WHAT IS EXPECTED
Exactly the lines from the one containing "positive clicks: (222, 128)" through the final line of the data are to be written out again, with nothing added.

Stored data
• • •
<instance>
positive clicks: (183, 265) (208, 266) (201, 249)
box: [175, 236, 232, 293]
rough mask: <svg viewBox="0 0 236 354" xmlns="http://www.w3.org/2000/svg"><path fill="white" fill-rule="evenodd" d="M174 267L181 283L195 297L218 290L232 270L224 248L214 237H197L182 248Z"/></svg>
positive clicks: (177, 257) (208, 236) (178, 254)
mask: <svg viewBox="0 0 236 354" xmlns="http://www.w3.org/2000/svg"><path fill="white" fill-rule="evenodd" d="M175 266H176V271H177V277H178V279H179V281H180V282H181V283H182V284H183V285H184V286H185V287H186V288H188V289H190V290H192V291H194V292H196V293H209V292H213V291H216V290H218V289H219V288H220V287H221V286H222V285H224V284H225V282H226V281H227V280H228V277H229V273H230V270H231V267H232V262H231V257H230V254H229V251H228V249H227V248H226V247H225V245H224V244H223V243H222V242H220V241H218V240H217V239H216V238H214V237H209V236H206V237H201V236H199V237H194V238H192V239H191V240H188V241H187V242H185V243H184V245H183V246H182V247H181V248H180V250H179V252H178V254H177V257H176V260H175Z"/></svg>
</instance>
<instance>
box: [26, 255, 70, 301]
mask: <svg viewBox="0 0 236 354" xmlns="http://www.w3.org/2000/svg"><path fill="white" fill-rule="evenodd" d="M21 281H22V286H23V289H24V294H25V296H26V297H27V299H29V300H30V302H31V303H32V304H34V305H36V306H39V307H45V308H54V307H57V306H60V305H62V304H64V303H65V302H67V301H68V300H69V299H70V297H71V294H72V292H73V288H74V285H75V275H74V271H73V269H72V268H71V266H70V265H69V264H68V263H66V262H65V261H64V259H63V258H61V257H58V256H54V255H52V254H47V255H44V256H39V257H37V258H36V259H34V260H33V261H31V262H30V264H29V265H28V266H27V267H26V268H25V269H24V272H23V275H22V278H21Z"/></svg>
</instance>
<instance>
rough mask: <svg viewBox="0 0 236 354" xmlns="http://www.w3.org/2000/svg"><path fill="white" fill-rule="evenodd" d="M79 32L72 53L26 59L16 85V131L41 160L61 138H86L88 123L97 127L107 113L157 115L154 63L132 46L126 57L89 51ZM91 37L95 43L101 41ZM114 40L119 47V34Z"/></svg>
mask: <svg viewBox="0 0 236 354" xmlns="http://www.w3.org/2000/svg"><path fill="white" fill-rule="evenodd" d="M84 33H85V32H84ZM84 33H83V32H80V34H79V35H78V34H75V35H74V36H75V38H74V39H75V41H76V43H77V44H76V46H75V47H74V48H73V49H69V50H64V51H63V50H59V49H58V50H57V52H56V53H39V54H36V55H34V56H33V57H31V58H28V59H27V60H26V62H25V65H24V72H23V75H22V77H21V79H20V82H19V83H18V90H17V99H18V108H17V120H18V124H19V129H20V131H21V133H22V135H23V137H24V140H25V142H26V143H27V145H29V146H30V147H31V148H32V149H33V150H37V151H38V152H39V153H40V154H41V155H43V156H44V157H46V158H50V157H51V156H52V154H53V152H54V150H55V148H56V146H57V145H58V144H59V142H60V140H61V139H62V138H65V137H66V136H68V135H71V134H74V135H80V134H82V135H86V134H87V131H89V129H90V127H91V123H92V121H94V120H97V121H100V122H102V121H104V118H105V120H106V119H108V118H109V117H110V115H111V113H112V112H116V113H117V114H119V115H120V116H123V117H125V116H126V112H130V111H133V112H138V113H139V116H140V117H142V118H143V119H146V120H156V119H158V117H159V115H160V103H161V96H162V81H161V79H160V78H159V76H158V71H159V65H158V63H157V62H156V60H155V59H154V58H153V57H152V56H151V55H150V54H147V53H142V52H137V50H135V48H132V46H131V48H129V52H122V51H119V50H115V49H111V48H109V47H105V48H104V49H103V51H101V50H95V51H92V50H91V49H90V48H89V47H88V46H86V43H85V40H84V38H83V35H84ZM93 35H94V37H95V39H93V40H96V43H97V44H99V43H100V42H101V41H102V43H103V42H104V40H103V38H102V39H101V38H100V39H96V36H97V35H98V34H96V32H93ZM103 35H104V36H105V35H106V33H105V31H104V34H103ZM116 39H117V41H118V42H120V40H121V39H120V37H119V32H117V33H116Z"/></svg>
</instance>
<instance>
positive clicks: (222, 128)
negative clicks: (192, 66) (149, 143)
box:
• • •
EXERCISE ANSWER
positive clicks: (222, 128)
negative clicks: (192, 66) (149, 143)
box:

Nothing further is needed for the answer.